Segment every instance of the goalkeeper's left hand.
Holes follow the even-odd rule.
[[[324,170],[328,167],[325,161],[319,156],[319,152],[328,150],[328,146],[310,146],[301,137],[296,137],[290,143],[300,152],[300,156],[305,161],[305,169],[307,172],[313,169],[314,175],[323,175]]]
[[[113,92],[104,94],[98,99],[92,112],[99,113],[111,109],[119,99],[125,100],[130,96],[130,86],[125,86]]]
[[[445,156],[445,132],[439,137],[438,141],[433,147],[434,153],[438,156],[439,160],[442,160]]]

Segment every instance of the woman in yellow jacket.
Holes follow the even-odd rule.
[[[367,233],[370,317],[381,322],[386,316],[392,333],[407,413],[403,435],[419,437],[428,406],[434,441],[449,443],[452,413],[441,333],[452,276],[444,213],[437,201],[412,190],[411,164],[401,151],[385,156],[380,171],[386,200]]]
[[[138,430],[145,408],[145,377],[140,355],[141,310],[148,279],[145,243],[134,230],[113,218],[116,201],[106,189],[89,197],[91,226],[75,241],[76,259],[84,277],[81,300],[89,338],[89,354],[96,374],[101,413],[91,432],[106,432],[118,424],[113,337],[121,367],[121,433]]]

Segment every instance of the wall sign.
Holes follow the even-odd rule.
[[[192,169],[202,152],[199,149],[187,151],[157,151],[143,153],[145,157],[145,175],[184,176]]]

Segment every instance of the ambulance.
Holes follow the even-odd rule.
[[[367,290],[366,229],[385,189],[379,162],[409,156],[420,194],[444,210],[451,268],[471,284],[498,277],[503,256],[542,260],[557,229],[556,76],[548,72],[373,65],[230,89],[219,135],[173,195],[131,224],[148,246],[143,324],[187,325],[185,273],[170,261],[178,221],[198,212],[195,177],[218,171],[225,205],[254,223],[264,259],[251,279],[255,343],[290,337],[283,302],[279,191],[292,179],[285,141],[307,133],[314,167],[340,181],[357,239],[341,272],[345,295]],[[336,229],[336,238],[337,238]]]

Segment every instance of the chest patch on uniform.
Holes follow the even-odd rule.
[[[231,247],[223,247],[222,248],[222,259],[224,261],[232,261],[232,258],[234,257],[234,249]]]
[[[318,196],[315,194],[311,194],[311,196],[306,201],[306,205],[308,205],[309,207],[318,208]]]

--*--

Word for word, return each of the entries shown above.

Segment every instance of the goalkeeper's left hand.
Holes follow the even-odd rule.
[[[324,170],[328,167],[325,161],[319,156],[319,152],[328,150],[328,146],[310,146],[301,137],[296,137],[290,143],[300,152],[300,156],[305,161],[305,169],[307,172],[313,169],[314,175],[323,175]]]
[[[113,92],[104,94],[98,99],[92,112],[99,113],[111,109],[119,99],[125,100],[130,96],[130,86],[125,86]]]
[[[445,156],[445,132],[439,137],[438,141],[433,147],[434,153],[438,156],[439,160],[442,160]]]

Segment every instance of the woman in yellow jacket.
Holes follow the even-odd rule.
[[[367,233],[370,317],[381,322],[386,316],[392,333],[407,413],[403,435],[419,437],[428,406],[434,441],[449,443],[452,413],[441,333],[452,276],[444,213],[437,201],[412,190],[411,164],[401,151],[385,156],[380,171],[386,200]]]
[[[138,430],[145,408],[145,377],[140,355],[141,310],[148,279],[145,243],[134,230],[113,218],[116,201],[106,189],[89,197],[91,226],[75,241],[76,259],[84,277],[81,300],[89,338],[89,354],[96,374],[101,413],[91,432],[106,432],[118,424],[113,337],[121,367],[121,433]]]

Segment every instance of the wall sign.
Holes follow the even-odd rule.
[[[192,169],[202,152],[199,149],[187,151],[157,151],[143,153],[145,157],[145,175],[184,176]]]

Segment every instance of the ambulance.
Holes follow the even-odd rule.
[[[367,290],[366,229],[385,189],[379,162],[409,156],[420,194],[444,210],[451,268],[471,284],[498,277],[503,256],[542,260],[557,229],[556,76],[548,72],[373,65],[230,89],[219,135],[173,195],[131,224],[148,246],[143,324],[187,325],[185,273],[170,261],[178,221],[198,212],[195,177],[218,171],[225,205],[254,223],[264,259],[251,279],[255,343],[290,337],[283,302],[279,191],[292,179],[285,141],[307,133],[314,167],[340,181],[357,239],[341,272],[345,295]],[[336,229],[336,238],[337,238]]]

Segment every instance of the chest patch on uniform.
Holes follow the even-odd rule.
[[[231,247],[223,247],[222,248],[222,259],[224,261],[232,261],[232,258],[234,257],[234,249]]]
[[[318,196],[315,194],[311,194],[311,196],[306,201],[306,205],[308,205],[309,207],[318,208]]]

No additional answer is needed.